* Begin *
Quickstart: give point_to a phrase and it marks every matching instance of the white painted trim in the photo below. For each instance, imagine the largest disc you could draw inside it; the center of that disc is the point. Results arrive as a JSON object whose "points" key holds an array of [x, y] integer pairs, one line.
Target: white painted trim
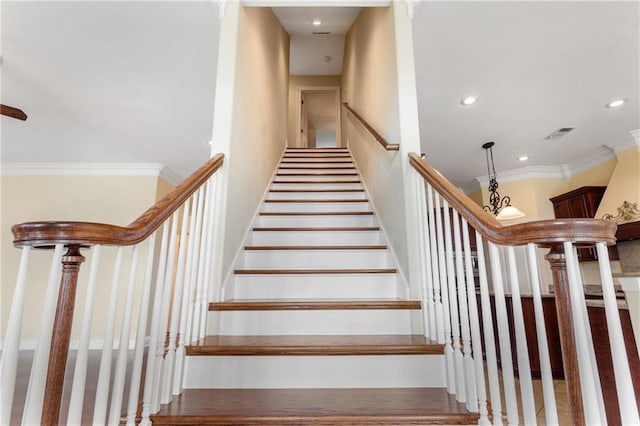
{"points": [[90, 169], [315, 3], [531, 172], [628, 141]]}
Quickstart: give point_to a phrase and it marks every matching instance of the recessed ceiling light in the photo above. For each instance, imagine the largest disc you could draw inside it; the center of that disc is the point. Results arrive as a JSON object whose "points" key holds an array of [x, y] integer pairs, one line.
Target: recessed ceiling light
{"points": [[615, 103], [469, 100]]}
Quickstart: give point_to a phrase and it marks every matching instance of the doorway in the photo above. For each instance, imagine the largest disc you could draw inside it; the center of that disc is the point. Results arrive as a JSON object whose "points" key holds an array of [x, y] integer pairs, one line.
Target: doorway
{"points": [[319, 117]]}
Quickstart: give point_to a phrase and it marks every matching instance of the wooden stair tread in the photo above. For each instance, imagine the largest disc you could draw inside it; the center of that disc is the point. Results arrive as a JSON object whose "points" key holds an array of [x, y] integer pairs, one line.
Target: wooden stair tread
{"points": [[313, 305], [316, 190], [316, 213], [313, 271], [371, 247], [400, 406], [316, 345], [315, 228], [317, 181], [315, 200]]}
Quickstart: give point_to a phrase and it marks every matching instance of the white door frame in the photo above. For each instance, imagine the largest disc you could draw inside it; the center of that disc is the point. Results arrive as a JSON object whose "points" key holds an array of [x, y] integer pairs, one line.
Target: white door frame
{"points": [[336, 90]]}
* End *
Problem statement: Convert the five entries above into a two-column CSV with the header columns instruction and points: one row per entry, holding the entry's text and its answer, each as a single quoted field with line breaks replaced by spaces. Omit the pictures.

Response to the exercise:
instruction,points
"Quickstart: give point_to a phrase and it marks every matching instance of the white painted trim in the photo below. For each instance, imagine the largest disc you could draw inside it; the center of that disc is the point. Results arrive as a JSON object whose ""points"" key holds an array of [x, y] integer pairs, one line. Target: white painted trim","{""points"": [[90, 169], [315, 3], [531, 172], [628, 141]]}"
"Quickstart: give point_to a phrase and it marks every matching instance of the recessed ceiling light in the photo above. For each instance, imagine the largest disc you could draw inside it; the center of that disc is the point. Results arrive as a JSON object whose ""points"" key holds an array of [x, y] integer pairs, one line. Target: recessed ceiling light","{""points"": [[615, 103], [469, 100]]}"
"Quickstart: give point_to a phrase and it marks every matching instance of the doorway in the photo above. For each instance, imagine the largest disc you could draw inside it; the center of that disc is the point. Results arrive as a JSON object whose ""points"" key holds an array of [x, y] integer pairs, one line. Target: doorway","{""points"": [[319, 117]]}"
"Quickstart: give point_to a phrase and it marks every matching instance of the wooden stair tread in the photo above. For each instance, imagine the largest disc you could draw inside it; the center of that disc is the point. Results arrive as a JSON object whose ""points"" key holds an array of [x, y] integer pairs, one line. Target: wooden stair tread","{""points"": [[313, 305], [316, 190], [316, 213], [313, 271], [371, 247], [400, 406], [316, 345], [315, 228], [317, 181], [315, 200]]}"
"Quickstart: give point_to a phrase and it marks every matching instance of the white door frame in the photo above. For each instance, imagine the largest disc you could draw inside it; the center of that disc is the point. Results arrive as a JSON object whose ""points"" key holds an array of [x, y] integer pairs, one line. Target: white door frame","{""points"": [[336, 90]]}"